Work to complete:
1. Using the passage on WTO panel establishment, answer each question in a few words:
(a) Where in the WTO Agreement is the DSU contained?
(b) What is the minimum length of the consultations stage?
(c) What is the DSB?
2. According to the passage on WTO panel establishment, why is a panel automatically established at the second DSB meeting? Explain in one to three sentences.
3. Carry on the passage on WTO panel establishment from where it stops.

Page extract:
============

Static Topic Bridges

WTO Dispute Settlement Understanding (DSU): How Panel Establishment Works

The WTO Dispute Settlement Understanding (DSU), contained in Annex 2 of the WTO Agreement (1994), governs the resolution of trade disputes between member states. Disputes go through a structured sequence: consultations (minimum 60 days), panel establishment, panel report, possible Appellate Body review, adoption, and implementation. The DSB (Dispute Settlement Body) — which is the WTO General Council in a special formation — manages the process. A key procedural feature is the negative consensus rule for panel establishment under Article 6.1 of the DSU: the DSB must establish a panel unless it decides by consensus NOT to do so. This means the respondent can block the first panel request at the first DSB meeting (as India did here), but at the second meeting, the panel is automatically established because blocking requires a positive consensus (i.e., all members, including the complainant, must agree not to proceed — which the complainant will never agree to).

============

Supplied entries:
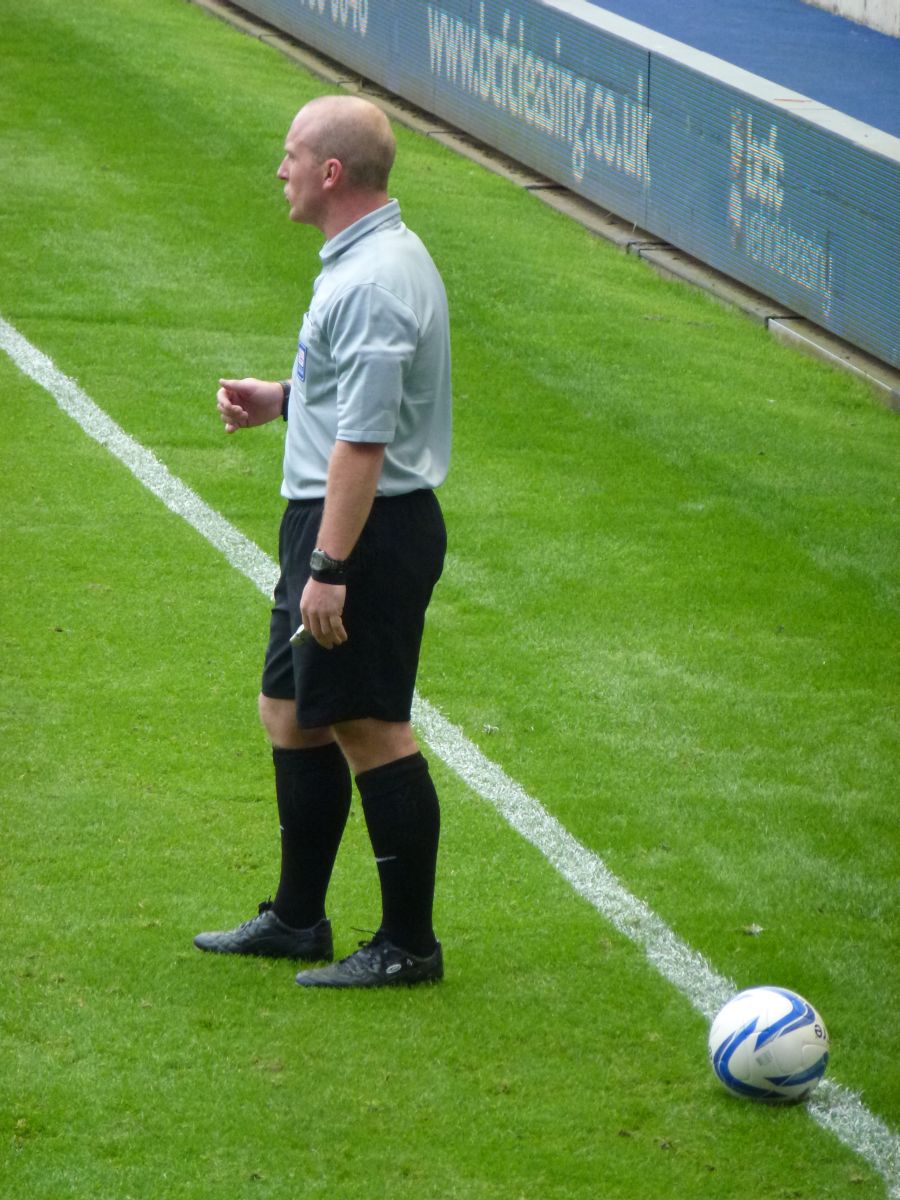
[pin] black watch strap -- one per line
(325, 569)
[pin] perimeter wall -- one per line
(769, 187)
(881, 15)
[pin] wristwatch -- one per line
(325, 569)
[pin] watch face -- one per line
(322, 562)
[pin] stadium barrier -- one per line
(793, 199)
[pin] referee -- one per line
(361, 547)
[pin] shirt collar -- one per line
(387, 215)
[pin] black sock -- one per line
(313, 791)
(403, 822)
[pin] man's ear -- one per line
(334, 172)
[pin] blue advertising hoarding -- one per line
(774, 190)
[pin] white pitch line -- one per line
(833, 1107)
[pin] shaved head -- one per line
(355, 132)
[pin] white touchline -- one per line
(835, 1108)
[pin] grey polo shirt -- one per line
(372, 361)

============

Response list:
1.
(a) Annex 2 of the WTO Agreement (1994).
(b) 60 days.
(c) The WTO General Council in a special formation.

2. Under the negative consensus rule, the DSB must establish a panel unless it decides by consensus not to do so. Blocking therefore requires all members, including the complainant, to agree not to proceed. The complainant will never agree to that, so the panel is established at the second meeting.

3.
  • DSU Article 6.1: Panel established at the second request unless DSB decides by consensus not to (negative consensus rule).
  • Consultations must be requested before a panel request (DSU Article 4); minimum 60 days for consultation.
  • Panel composition: typically 3 panelists (or 5 by agreement) appointed by the WTO Director-General if parties cannot agree.
  • Panel report timeline: approximately 6 months (Article 12.8 DSU); complex cases up to 9 months.
  • Appellate Body (AB): WTO's appellate mechanism; currently severely hampered due to vacancies caused by US blocking of new appointments since 2017.
  • Multi-Party Interim Appeal Arbitration Arrangement (MPIA): an alternative appellate mechanism used by 50+ members (India has not joined).

Connection to this news: India's block of the first panel request is routine procedure, not a substantive win — it merely delays the process by one DSB meeting cycle. The panel will almost certainly be established at the next meeting.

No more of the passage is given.